> _Requirements_
1 – Answer briefly from the thread on using tuneGrid with ctree in caret.
(a) Which resampling method and how many folds does the trainControl() call set?
(b) Which value does the asker pass through ctree_control()?
(c) Which function does the accepted answer wrap around seq(5, 10, 2)?
2 – Continue the thread on using tuneGrid with ctree in caret, starting right after its final code snippet.

> _Text segment_
# # # # # # #

Using tuneGrid and Controls in ctree (Caret)

2.7k views Asked by At

I am running into an issue when using the tuneGrid and controls options in caret. In this example, I would like to set mincriterion and max depth but would also like to specify the min bucket size. This error seems to occur when any options are passed to ctree_control().

I get the error:

In eval(expr, envir, enclos) : model fit failed for Fold1: mincriterion=0.95, maxdepth=7 Error in (function (cl, name, valueClass) : assignment of an object of class “numeric” is not valid for @‘maxdepth’ in an object of class “TreeGrowControl”; is(value, "integer") is not TRUE"

This can be reproduced by running:

library(caret)
data("GermanCredit")

trainCtrl <- trainControl(method = 'cv', number = 2, sampling = 'down', 
verboseIter = FALSE, allowParallel = FALSE, classProbs = TRUE, 
                      summaryFunction = twoClassSummary)

tune <- expand.grid(.mincriterion = .95, .maxdepth = seq(5, 10, 2))

ctree_fit <- train(Class ~ ., data = GermanCredit, 
method = 'ctree2', trControl = trainCtrl, metric = "Sens", 
tuneGrid = tune, controls = ctree_control(minbucket = 10))

I am trying this approach based on the answer posted here: Run cforest with controls = cforest_unbiased() using caret package

By the looks of the error, it has something to do with how caret is passing the max depth to ctree but I'm not sure if there is anyway around this. Running ctree directly with the ctree_control works fine.

Any help is greatly appreciated

1

There are 1 answers

1
thie1e On BEST ANSWER

This looks like a possible bug to me. You can make it work if you use as.integer():

tune <- expand.grid(.mincriterion = .95, 
                    .maxdepth = as.integer(seq(5, 10, 2)))

# # # # # # #

> _Supplied material_
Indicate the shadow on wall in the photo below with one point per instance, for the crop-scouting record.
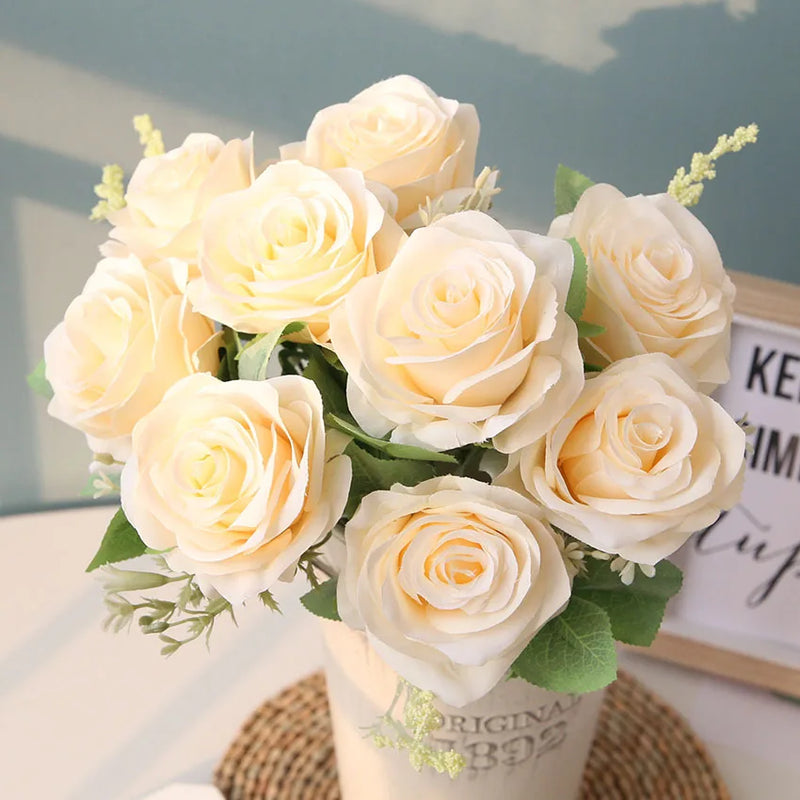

# # # # # # #

> _Written responses_
1 –
(a) Cross-validation ('cv') with 2 folds.
(b) minbucket = 10.
(c) as.integer().

2 –
Reason: If you use the controls argument what caret does is

theDots$controls@tgctrl@maxdepth <- param$maxdepth
theDots$controls@gtctrl@mincriterion <- param$mincriterion
ctl <- theDots$controls

If we take a look at the treeControl class it looks like this

Formal class 'TreeControl' [package "party"] with 4 slots
  ..@ varctrl  :Formal class 'VariableControl' [package 
  ..@ tgctrl   :Formal class 'TreeGrowControl' [package "party"] with 4 slots

[left stuff out]

  .. .. ..@ stump         : logi FALSE
  .. .. ..@ maxdepth      : int 0
  .. .. ..@ savesplitstats: logi TRUE
  .. .. ..@ remove_weights: logi FALSE 

So it expects maxdepth to be integer and caret tries to assign a numeric (which may be an integer but not of class integer), but only if controls is specified.

If you don't specify controls it does

ctl <- do.call(getFromNamespace("ctree_control", "party"), 
                                      list(maxdepth = param$maxdepth,
                                           mincriterion = param$mincriterion))

...then goes from there in a way which I don't fully understand just by looking at the source right now. Have a look at https://github.com/topepo/caret/blob/master/models/files/ctree2.R if you're interested.